(Dataset rows)
- - - - -

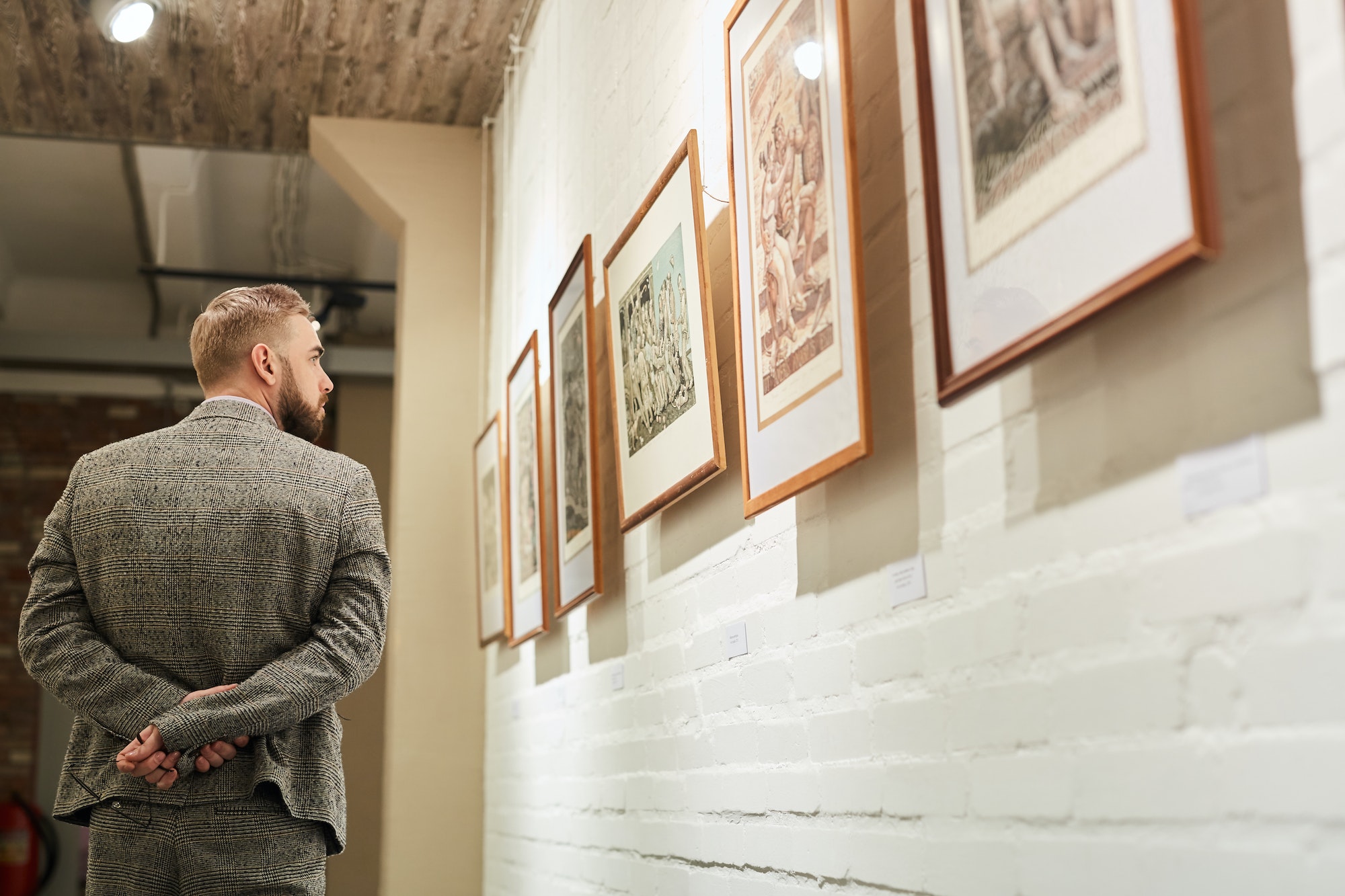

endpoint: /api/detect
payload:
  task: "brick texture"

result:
[484,0,1345,896]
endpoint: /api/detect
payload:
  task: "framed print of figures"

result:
[504,331,550,647]
[549,237,603,616]
[912,0,1220,403]
[603,130,725,532]
[472,414,504,647]
[724,0,872,517]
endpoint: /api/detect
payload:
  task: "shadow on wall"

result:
[585,290,628,663]
[1003,0,1318,513]
[795,0,920,594]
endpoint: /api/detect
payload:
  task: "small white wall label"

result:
[886,555,927,607]
[724,622,748,659]
[1177,436,1270,517]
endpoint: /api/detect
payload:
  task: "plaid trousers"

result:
[85,797,327,896]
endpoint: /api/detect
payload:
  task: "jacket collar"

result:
[187,399,280,432]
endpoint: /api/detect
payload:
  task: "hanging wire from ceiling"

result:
[477,0,538,425]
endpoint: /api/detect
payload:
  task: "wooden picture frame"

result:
[724,0,873,517]
[912,0,1223,405]
[603,129,725,532]
[472,413,507,647]
[546,234,603,616]
[503,329,551,647]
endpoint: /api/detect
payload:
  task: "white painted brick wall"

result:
[484,0,1345,896]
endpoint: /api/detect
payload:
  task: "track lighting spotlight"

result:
[89,0,159,43]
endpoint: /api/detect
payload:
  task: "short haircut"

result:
[191,282,312,389]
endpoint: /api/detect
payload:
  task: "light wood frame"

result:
[472,410,508,647]
[502,329,551,647]
[546,234,603,618]
[603,128,726,532]
[724,0,873,518]
[911,0,1223,405]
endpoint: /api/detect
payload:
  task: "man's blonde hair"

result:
[191,282,312,389]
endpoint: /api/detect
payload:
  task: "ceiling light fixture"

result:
[794,40,822,81]
[89,0,159,43]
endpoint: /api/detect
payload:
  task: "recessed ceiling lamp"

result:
[89,0,159,43]
[794,40,822,81]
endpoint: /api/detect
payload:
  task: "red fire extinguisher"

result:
[0,794,56,896]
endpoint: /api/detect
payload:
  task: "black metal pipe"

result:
[139,265,397,292]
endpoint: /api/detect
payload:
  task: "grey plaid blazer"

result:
[19,401,389,853]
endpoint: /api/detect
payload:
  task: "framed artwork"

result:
[912,0,1221,403]
[504,329,550,647]
[724,0,872,517]
[547,235,603,616]
[603,130,725,532]
[472,414,504,647]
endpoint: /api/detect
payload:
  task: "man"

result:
[19,285,389,896]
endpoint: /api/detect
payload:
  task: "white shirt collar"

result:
[200,395,280,429]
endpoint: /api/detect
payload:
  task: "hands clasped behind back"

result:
[117,685,247,790]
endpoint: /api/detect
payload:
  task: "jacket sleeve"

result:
[19,459,187,741]
[153,467,390,747]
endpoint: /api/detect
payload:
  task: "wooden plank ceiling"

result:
[0,0,534,152]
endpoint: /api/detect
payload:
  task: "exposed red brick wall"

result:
[0,394,335,801]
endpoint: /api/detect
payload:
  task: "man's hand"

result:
[117,685,249,790]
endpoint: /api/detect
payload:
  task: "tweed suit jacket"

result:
[19,401,390,853]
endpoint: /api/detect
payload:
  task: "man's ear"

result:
[249,341,280,386]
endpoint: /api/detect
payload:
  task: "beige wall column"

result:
[309,117,486,896]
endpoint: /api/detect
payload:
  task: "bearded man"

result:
[19,285,389,896]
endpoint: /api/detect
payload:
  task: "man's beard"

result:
[276,358,323,441]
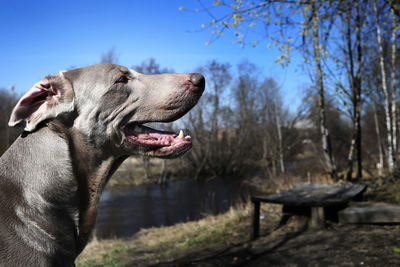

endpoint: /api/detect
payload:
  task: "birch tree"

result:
[372,0,396,173]
[311,1,336,177]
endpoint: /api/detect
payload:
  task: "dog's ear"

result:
[8,72,74,132]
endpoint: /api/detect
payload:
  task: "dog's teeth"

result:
[177,130,184,139]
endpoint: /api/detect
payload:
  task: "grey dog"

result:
[0,64,205,266]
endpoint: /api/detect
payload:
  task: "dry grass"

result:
[76,204,281,266]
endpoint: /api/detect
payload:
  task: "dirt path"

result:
[157,225,400,266]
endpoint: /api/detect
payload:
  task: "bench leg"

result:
[251,201,260,240]
[311,207,325,229]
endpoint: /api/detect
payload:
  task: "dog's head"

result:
[9,64,205,157]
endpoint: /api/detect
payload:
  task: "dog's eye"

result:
[115,75,129,83]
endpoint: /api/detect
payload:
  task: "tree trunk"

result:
[390,8,398,159]
[312,1,336,178]
[373,0,395,173]
[345,1,362,181]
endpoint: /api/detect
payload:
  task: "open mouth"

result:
[124,123,192,158]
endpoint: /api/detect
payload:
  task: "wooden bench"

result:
[251,183,367,240]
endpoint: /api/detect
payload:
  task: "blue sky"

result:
[0,0,308,108]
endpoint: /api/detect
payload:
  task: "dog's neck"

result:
[62,125,127,252]
[0,126,125,258]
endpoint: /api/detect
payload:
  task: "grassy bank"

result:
[76,205,280,266]
[76,174,400,266]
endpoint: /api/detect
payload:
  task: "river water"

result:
[96,178,247,238]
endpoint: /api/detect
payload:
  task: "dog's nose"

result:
[189,73,206,91]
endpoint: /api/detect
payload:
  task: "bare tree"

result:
[372,0,396,172]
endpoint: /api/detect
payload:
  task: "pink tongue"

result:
[135,132,179,146]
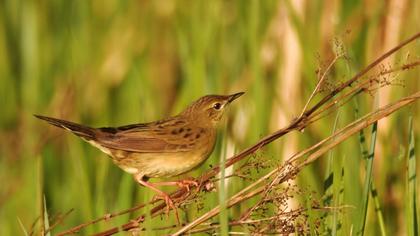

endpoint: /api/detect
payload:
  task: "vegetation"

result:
[0,0,420,235]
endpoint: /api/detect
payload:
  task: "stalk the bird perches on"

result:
[35,92,243,222]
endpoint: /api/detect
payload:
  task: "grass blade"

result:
[357,122,378,235]
[407,116,419,236]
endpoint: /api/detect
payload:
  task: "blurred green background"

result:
[0,0,420,235]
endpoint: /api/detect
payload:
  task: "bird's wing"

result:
[95,120,194,153]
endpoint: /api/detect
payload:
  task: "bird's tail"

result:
[34,115,96,140]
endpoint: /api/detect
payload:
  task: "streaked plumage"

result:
[35,93,243,222]
[35,93,243,178]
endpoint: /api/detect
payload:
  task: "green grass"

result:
[0,0,420,235]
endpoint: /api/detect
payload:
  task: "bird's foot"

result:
[176,179,199,192]
[153,192,180,225]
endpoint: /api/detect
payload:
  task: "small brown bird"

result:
[35,92,243,217]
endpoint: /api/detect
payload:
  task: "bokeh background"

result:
[0,0,420,235]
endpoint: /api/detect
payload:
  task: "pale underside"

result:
[86,123,215,178]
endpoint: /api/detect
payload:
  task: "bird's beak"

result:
[228,92,245,103]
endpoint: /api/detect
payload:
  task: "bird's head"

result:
[181,92,244,126]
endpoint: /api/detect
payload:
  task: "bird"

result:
[34,92,244,219]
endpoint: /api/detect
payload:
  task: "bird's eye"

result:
[213,102,222,110]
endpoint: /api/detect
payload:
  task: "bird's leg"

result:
[153,179,199,192]
[134,175,180,225]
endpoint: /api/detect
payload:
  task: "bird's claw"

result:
[153,194,180,225]
[176,179,199,192]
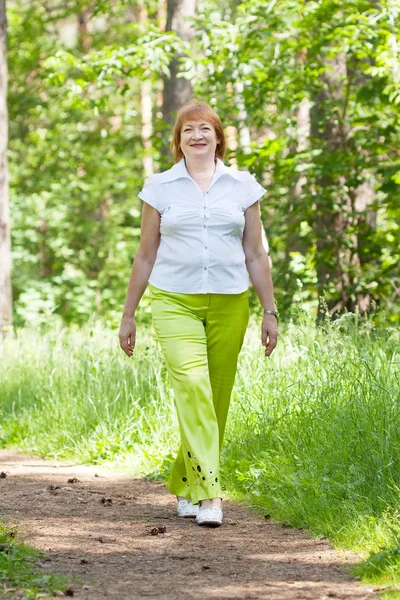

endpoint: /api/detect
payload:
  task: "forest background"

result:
[0,0,400,600]
[3,0,400,327]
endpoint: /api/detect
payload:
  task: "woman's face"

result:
[181,120,219,159]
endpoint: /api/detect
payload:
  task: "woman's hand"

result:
[118,317,136,356]
[261,314,279,356]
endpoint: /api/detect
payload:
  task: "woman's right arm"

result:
[119,202,160,356]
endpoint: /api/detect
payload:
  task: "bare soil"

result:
[0,450,376,600]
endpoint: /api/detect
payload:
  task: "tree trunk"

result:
[162,0,197,162]
[310,54,351,320]
[0,0,12,339]
[285,98,310,264]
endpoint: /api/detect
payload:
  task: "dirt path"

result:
[0,450,376,600]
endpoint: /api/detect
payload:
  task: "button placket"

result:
[202,191,209,291]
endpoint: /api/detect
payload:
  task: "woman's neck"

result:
[184,156,217,178]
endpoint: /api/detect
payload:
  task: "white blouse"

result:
[138,158,266,294]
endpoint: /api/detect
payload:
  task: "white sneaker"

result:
[196,506,223,527]
[177,498,199,517]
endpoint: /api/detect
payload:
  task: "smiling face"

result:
[181,121,219,159]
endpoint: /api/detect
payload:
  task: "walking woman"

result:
[119,102,278,527]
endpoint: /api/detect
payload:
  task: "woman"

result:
[119,102,278,526]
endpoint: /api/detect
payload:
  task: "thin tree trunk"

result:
[310,54,351,320]
[162,0,197,161]
[285,98,310,263]
[0,0,12,339]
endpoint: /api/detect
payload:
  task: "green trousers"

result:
[149,284,249,504]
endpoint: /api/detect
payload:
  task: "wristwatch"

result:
[264,308,278,318]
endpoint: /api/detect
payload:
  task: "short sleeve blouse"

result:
[138,158,266,294]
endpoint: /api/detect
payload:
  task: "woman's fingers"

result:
[118,321,136,356]
[261,318,279,356]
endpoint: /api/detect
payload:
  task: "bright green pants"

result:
[149,284,249,504]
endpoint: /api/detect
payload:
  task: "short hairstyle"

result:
[171,100,226,163]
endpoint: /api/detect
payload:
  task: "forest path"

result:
[0,450,376,600]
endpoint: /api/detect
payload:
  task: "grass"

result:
[0,315,400,598]
[0,522,68,600]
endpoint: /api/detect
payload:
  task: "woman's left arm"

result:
[242,202,278,356]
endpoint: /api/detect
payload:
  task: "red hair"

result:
[171,100,226,163]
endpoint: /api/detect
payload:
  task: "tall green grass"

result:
[0,315,400,584]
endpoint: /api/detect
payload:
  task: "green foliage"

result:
[0,313,400,581]
[8,0,400,326]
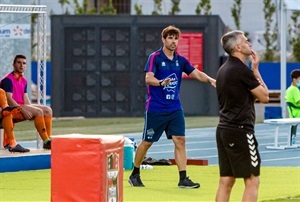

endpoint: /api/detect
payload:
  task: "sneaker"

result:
[178,177,200,189]
[8,144,30,153]
[128,174,145,187]
[43,140,51,150]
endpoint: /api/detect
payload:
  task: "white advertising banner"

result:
[0,24,30,39]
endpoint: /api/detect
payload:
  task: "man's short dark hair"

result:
[13,54,26,64]
[291,69,300,80]
[161,25,180,39]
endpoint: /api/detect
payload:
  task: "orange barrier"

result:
[51,134,124,202]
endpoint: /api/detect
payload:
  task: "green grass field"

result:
[0,117,300,202]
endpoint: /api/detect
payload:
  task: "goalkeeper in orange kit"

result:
[0,88,30,153]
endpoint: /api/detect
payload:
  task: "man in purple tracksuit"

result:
[128,26,216,188]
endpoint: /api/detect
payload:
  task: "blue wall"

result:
[259,62,300,90]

- - - - -

Exercise description:
Report every line of the records that contains the string "grey".

Response to the task:
  task: "grey plaid blazer"
  task: "grey dog"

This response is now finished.